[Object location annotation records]
::::
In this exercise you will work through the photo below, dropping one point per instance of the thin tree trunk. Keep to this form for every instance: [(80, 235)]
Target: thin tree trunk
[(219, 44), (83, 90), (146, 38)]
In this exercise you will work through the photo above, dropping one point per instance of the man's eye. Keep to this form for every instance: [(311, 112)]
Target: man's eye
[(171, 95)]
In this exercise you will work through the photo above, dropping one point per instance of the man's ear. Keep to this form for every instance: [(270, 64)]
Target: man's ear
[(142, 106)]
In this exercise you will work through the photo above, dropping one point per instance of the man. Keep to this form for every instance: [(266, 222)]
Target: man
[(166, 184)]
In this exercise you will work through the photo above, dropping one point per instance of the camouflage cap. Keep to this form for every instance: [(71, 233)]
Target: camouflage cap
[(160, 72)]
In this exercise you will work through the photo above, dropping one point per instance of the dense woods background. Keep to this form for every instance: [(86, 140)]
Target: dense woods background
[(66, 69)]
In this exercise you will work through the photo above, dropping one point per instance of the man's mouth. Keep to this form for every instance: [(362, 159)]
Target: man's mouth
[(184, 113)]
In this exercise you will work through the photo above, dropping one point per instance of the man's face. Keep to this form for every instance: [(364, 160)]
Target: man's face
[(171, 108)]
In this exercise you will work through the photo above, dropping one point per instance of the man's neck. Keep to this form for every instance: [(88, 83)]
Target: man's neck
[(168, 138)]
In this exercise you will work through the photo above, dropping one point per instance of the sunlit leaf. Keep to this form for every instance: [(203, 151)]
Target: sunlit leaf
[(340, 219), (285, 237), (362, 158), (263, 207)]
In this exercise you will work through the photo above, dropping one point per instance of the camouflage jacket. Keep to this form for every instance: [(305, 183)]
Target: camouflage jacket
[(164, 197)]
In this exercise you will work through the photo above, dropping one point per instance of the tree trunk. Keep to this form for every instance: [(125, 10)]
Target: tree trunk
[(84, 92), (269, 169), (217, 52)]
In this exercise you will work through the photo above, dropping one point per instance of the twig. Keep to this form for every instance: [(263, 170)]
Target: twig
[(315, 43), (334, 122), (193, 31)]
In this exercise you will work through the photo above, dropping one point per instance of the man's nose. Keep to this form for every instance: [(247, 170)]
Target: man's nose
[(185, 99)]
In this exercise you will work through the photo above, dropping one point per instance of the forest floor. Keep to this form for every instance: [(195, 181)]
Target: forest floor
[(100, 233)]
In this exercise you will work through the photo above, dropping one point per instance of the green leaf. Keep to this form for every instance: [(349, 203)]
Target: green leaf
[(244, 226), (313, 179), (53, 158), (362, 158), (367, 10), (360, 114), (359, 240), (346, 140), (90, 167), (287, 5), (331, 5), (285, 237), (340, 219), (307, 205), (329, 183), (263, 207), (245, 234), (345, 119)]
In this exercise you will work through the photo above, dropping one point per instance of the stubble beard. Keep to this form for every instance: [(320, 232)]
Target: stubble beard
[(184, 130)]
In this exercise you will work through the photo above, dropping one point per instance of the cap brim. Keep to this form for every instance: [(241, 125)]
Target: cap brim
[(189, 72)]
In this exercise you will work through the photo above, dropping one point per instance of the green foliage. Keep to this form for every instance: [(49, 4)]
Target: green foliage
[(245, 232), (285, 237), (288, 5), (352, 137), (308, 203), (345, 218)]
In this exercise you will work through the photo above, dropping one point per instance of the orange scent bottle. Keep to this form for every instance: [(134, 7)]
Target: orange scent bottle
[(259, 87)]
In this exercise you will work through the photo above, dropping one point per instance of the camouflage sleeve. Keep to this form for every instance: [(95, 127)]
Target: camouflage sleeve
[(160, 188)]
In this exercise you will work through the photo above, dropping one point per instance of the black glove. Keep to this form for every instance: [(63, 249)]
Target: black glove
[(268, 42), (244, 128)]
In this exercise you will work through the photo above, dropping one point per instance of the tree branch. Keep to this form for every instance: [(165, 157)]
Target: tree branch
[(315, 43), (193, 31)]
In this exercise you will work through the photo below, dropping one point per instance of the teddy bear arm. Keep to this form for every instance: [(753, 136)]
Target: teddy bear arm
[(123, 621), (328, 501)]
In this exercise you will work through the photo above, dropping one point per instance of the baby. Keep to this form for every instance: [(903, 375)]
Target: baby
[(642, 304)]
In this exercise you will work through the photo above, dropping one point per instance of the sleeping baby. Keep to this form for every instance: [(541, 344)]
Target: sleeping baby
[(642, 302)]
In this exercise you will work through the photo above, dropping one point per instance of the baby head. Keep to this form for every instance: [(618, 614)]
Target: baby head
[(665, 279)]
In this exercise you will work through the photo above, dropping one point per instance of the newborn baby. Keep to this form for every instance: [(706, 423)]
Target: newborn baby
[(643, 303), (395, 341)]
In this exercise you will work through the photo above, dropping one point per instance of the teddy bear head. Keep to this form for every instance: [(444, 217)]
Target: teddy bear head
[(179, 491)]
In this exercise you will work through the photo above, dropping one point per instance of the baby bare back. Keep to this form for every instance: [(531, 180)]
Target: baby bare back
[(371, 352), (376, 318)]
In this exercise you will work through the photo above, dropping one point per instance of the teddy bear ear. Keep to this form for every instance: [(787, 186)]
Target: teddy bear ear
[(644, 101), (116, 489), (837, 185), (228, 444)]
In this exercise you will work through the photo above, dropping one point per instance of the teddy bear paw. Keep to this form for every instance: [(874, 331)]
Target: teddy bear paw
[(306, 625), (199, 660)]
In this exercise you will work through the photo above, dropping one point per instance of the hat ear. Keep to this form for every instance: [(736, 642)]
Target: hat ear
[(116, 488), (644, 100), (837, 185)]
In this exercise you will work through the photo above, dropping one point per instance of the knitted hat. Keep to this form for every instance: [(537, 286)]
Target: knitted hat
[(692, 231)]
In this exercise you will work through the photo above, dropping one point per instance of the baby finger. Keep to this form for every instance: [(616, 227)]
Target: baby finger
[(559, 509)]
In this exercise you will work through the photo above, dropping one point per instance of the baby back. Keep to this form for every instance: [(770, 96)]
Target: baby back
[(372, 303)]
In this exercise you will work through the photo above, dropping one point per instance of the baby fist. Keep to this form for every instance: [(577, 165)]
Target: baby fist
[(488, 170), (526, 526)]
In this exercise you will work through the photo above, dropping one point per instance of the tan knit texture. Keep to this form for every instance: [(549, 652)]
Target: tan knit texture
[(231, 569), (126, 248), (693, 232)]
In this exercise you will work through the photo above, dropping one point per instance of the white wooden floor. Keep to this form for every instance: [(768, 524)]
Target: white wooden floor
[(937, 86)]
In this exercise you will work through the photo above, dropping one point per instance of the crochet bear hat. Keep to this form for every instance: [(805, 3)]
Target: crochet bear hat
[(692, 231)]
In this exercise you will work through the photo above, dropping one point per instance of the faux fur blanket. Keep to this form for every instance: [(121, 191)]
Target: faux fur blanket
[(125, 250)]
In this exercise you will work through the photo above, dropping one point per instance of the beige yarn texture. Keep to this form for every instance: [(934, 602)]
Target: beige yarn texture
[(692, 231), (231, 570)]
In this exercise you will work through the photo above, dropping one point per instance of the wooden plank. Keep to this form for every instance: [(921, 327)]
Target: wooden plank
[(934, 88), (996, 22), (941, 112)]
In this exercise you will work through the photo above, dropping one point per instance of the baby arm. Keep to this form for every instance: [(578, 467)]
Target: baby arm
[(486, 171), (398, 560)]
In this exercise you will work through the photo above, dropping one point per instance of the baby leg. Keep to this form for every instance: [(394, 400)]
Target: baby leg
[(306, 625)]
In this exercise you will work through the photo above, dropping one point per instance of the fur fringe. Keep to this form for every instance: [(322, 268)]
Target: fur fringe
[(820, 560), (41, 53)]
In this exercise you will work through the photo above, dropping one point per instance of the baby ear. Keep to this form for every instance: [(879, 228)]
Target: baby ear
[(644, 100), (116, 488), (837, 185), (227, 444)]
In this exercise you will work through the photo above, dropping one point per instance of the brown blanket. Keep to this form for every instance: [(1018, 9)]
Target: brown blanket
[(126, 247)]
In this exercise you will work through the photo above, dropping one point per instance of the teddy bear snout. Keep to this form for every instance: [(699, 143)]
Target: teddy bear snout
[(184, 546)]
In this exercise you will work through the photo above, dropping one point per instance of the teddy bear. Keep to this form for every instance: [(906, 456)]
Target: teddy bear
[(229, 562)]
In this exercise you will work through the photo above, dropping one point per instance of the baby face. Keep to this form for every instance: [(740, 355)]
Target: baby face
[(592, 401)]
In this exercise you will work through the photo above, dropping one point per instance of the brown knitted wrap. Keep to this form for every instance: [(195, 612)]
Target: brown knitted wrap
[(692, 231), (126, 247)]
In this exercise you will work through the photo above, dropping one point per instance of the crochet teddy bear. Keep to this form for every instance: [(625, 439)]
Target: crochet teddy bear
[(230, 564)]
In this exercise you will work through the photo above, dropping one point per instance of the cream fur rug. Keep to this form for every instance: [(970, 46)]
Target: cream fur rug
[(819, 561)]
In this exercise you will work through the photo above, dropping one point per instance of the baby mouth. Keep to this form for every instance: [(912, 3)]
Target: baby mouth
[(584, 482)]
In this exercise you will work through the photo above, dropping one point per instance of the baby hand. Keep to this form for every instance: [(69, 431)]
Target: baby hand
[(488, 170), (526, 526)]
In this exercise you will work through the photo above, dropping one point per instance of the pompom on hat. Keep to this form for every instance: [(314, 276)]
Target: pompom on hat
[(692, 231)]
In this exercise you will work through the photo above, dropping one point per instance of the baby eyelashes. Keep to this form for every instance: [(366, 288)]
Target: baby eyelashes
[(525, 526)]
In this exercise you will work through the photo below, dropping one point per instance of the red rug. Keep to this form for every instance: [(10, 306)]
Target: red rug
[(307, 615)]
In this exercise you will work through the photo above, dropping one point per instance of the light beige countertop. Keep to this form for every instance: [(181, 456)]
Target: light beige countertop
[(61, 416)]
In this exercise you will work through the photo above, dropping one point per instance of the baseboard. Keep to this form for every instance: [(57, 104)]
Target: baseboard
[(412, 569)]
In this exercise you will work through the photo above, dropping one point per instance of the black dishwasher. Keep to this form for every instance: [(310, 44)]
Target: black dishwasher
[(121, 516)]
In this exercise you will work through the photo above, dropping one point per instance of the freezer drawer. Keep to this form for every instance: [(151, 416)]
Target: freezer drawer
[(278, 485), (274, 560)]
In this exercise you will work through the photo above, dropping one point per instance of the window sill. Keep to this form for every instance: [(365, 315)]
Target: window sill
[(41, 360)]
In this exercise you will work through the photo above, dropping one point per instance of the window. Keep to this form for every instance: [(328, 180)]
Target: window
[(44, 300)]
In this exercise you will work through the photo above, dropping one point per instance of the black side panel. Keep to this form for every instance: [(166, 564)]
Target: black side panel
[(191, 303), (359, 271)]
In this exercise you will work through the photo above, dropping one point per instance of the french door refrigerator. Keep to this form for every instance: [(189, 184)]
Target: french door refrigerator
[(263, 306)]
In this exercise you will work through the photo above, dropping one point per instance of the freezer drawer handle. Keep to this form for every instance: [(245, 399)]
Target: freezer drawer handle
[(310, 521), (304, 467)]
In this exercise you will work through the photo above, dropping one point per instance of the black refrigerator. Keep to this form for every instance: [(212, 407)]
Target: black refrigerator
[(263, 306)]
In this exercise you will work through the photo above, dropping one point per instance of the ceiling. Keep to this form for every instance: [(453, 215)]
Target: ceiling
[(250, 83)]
::::
**Your task:** Extract the lines of the listing verbatim, starting at the line containing "instance: [(57, 104)]" and continuing through the end of the listing, with both ends included.

**Worked answer:**
In this exercise you will work through the photo above, dropping one point per instance of the baseboard. Keep to this form for every instance: [(57, 104)]
Target: baseboard
[(412, 569)]
In this exercise you will work through the photo above, dropping one point per instance of the black dishwasher. Keep to this form for every instance: [(310, 44)]
Target: black dishwasher
[(121, 516)]
In this exercise you will work through the photo above, dropping one point per instance of the freezer drawer. Keep to this form for every instance: [(151, 416)]
Target: freezer drawer
[(278, 485), (274, 560)]
In this exercise you will work through the photo above, dropping one point per instance of the window sill. Keep to this form for every instance: [(365, 315)]
Target: window sill
[(41, 360)]
In this exercise you will work through the photo above, dropping one point per instance of the window. Keep to this form for every instance: [(328, 180)]
Target: window
[(44, 300)]
In this exercise you will work through the photo above, dropping one point per instance of the black side panel. Keep to this form for every instance: [(166, 564)]
Target: black side panel
[(191, 303), (359, 271)]
In this exercise you will work through the photo above, dropping one point per instance of the french door refrigerator. Keep to this form for every instance: [(189, 184)]
Target: french door refrigerator
[(263, 306)]
In this exercise you will work through the photo above, dropping one point per instance of the freezer drawer handle. Keep to this form for every instance: [(245, 399)]
Target: freezer drawer handle
[(310, 521), (304, 467)]
In this exercise you will work through the photo above, dropping one point per instance of the black refrigerator. Keep to this form for every instance: [(212, 407)]
Target: black refrigerator
[(263, 306)]
In this exercise you will work through the photo above, dropping one point per instance of the ceiling. Keep to this form for every instance: [(453, 215)]
Target: ceiling
[(250, 83)]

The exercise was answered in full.